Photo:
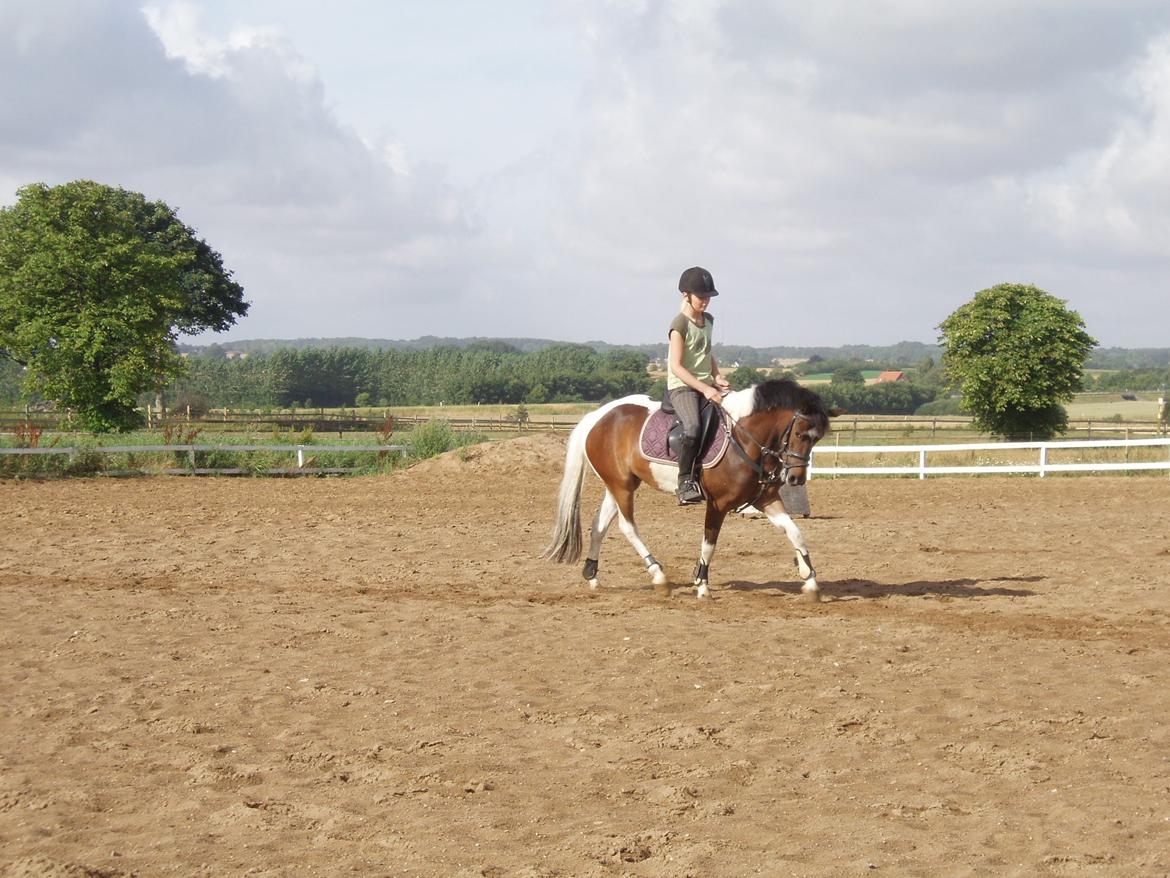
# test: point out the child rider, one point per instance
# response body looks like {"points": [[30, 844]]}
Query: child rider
{"points": [[692, 372]]}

▶ _Your objective_
Write out the listing above word for word, leaving out the picture.

▶ _Task solution_
Photo:
# test: point out the child rider, one point per instance
# response body looks like {"points": [[30, 844]]}
Query: child rider
{"points": [[692, 372]]}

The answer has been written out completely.